Document text:
*** Block opens ***

Fight Privatization of Kansas Government!

Beware of Privatization of Government Services

In response to today’s editorial, “Privatization caution,” I submitted the following letter to the Lawrence Journal World:

A move is under way to privatize government services and jobs in Kansas.  The so-called Reason Foundation (heavily funded by the Koch Billionaires of Wichita) is pushing this irrational idea.  In pushing their wacky form of right-wing libertarianism, the Koch oil magnates and other far-right billionaires will claim that their purpose is economy and efficiency in government.  Don’t fall for this.

Privatization has historically cost taxpayers more than services provided by government employees and has essentially lined the pockets of executives and investors.  If you don’t believe this, just consider the costs of outsourced defense/war functions.  Logistics and food services provided by KBR are far more expensive than when these services are provided by the military.  One small example:  The Army Times reported on their website on Nov. 1, 2009, that Pentagon auditors are attempting to deal with KBR’s “disjointed processes” and “weak accounting practices.”

*** Block closes ***

Image point grounding data
*** Block opens ***

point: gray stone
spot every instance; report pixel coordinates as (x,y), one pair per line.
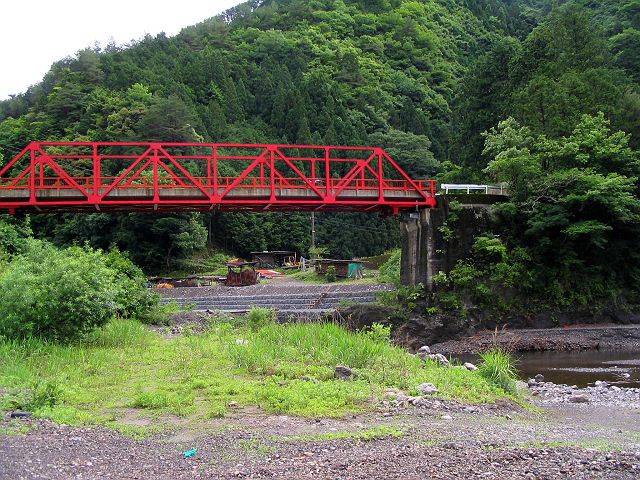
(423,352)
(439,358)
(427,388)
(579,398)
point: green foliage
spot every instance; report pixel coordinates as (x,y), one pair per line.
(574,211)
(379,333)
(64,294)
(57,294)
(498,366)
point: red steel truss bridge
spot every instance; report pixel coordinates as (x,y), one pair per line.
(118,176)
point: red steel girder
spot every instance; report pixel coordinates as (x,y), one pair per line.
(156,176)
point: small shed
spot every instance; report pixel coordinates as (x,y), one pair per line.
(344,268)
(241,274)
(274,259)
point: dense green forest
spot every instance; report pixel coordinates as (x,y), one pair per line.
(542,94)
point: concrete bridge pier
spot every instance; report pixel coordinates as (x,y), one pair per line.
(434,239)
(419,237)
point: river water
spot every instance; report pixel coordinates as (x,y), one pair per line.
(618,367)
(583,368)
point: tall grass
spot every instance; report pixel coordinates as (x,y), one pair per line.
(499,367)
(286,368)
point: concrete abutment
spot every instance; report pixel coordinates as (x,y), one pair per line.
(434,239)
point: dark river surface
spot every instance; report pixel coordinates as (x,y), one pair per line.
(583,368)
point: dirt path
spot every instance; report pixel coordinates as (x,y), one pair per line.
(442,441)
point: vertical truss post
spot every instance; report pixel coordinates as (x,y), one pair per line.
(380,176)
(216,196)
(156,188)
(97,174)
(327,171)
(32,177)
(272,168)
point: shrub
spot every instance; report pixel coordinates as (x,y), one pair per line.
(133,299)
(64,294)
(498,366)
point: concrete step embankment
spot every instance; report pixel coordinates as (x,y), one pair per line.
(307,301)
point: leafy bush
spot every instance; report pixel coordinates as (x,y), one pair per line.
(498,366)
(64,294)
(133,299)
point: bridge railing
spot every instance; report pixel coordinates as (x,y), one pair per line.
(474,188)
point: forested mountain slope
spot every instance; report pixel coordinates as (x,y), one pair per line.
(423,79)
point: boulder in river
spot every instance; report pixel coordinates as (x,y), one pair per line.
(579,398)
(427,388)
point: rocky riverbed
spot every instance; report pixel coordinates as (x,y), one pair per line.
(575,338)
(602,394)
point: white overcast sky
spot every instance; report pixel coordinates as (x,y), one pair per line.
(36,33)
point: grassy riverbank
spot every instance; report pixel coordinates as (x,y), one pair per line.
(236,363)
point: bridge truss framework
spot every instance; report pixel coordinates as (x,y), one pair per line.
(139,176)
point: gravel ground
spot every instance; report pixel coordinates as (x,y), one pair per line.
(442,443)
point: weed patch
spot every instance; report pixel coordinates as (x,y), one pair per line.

*** Block closes ***

Tasks to carry out:
a) In the privatization letter, which organization is described as pushing the idea of privatizing government services in Kansas?
b) Please set down the privatization letter word for word, starting at "Beware of Privatization" and ending at "fall for this.".

Numbered responses:
a) The Reason Foundation

b)
Beware of Privatization of Government Services

In response to today’s editorial, “Privatization caution,” I submitted the following letter to the Lawrence Journal World:

A move is under way to privatize government services and jobs in Kansas.  The so-called Reason Foundation (heavily funded by the Koch Billionaires of Wichita) is pushing this irrational idea.  In pushing their wacky form of right-wing libertarianism, the Koch oil magnates and other far-right billionaires will claim that their purpose is economy and efficiency in government.  Don’t fall for this.